Please set down, exactly, the line with "the flying goose." and all lines that follow it through the end of the records below.

Saved data entries:
^^^^
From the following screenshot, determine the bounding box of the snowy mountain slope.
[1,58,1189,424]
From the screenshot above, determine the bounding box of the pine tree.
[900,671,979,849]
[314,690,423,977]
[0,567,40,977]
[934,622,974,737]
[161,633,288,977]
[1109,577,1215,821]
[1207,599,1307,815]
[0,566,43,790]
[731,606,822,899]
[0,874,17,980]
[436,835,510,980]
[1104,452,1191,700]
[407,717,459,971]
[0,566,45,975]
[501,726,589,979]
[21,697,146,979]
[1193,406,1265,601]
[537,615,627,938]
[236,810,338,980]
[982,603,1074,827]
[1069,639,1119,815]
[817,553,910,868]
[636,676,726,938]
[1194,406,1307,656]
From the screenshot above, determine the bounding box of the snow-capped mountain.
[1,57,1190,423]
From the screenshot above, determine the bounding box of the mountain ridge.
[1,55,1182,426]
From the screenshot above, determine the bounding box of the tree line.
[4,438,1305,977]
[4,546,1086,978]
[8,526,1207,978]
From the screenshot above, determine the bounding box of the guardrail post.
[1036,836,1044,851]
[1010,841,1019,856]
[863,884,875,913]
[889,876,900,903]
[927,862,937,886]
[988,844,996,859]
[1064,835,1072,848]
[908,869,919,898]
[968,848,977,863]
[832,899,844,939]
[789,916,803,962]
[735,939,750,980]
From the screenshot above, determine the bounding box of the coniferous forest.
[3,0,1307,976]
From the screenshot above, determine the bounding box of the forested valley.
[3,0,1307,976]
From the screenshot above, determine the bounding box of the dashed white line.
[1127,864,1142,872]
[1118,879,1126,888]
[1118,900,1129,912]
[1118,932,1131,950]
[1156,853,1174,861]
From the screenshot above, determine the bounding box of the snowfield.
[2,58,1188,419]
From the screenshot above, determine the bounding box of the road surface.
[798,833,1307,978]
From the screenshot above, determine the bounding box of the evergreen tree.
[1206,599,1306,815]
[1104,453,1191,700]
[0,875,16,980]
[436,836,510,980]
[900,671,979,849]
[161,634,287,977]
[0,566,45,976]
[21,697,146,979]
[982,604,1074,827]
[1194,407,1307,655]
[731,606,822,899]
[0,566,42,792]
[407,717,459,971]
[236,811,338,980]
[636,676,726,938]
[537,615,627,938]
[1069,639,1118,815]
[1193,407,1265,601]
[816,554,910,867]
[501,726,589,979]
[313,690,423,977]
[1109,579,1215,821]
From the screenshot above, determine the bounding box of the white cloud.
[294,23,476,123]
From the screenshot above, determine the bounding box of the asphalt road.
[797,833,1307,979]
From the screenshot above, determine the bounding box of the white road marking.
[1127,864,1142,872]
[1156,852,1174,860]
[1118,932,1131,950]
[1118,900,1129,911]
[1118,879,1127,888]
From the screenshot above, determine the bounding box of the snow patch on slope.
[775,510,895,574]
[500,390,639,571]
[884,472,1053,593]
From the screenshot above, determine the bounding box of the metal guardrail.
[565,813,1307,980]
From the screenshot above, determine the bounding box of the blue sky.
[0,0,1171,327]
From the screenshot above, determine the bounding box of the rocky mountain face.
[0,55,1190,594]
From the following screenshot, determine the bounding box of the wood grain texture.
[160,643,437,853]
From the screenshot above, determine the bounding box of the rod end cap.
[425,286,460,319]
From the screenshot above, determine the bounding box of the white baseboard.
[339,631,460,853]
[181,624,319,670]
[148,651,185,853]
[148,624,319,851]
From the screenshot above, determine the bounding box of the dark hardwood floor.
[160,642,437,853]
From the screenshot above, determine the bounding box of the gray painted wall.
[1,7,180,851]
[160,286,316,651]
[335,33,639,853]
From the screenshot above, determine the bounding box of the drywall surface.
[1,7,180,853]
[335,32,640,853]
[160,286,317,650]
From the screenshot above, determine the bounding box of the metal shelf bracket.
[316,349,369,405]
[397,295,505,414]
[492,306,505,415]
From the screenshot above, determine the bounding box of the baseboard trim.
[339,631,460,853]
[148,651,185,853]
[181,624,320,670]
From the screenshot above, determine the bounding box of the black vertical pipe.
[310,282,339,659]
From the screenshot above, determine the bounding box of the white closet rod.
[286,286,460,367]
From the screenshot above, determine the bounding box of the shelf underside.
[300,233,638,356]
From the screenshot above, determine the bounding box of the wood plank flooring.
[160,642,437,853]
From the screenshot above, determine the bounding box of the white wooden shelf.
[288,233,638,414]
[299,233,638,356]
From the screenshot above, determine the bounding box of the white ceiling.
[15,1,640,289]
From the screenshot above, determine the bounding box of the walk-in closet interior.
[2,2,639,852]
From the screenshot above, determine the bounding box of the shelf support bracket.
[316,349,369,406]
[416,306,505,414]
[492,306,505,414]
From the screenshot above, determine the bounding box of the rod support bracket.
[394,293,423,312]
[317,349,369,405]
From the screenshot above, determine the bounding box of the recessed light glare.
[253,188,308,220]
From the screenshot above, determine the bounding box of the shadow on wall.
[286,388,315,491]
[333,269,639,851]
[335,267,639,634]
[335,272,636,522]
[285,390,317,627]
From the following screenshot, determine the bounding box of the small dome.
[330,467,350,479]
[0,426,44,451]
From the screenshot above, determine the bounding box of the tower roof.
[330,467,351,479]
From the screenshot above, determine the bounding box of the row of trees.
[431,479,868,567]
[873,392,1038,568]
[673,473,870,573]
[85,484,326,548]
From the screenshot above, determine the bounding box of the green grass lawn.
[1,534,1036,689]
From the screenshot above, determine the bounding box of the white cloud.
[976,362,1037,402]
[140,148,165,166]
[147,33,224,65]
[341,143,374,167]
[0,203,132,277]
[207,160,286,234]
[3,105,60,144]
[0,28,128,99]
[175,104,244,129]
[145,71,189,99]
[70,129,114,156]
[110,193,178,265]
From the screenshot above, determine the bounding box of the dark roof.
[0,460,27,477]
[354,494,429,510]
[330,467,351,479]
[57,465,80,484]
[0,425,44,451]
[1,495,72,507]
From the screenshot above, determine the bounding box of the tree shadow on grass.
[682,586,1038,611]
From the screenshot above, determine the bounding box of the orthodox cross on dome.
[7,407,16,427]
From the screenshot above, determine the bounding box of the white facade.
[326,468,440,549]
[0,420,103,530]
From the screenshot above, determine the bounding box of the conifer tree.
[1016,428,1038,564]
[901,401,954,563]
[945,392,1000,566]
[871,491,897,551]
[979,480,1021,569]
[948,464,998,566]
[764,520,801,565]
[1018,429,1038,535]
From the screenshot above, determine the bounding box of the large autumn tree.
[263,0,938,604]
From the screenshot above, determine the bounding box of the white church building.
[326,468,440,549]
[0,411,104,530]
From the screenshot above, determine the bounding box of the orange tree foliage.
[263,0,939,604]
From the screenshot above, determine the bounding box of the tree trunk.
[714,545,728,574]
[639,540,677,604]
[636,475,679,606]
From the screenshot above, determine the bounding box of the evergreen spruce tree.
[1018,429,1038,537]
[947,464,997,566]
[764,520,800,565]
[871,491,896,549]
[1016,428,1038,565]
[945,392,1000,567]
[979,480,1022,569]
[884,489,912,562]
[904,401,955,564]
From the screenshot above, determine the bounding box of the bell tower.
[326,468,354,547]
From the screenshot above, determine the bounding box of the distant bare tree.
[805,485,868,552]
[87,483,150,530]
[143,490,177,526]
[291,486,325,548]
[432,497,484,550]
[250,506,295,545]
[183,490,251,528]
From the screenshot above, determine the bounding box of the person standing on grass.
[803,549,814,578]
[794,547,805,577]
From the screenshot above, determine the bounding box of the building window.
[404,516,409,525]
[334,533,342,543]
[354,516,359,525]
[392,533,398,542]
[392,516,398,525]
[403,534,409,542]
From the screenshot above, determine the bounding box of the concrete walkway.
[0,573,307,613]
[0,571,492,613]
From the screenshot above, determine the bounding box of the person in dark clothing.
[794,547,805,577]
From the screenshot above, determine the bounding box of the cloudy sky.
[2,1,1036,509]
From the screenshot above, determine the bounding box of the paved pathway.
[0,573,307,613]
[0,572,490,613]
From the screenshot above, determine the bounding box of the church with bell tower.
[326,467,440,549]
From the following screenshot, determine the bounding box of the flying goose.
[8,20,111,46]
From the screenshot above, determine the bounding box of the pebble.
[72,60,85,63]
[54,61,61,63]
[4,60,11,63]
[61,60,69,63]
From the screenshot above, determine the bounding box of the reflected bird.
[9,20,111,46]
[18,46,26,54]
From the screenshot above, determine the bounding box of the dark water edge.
^^^^
• WRITTEN ANSWER:
From the following screenshot, determine the bounding box of the flying goose.
[8,20,111,46]
From the screenshot above, determine the bounding box of the pebble.
[72,60,85,63]
[54,61,61,63]
[4,60,11,63]
[61,60,69,63]
From the screenshot above, determine the bounding box of the reflected bird.
[9,20,111,46]
[18,46,26,54]
From the screenshot above, determine the bounding box of the dark water edge.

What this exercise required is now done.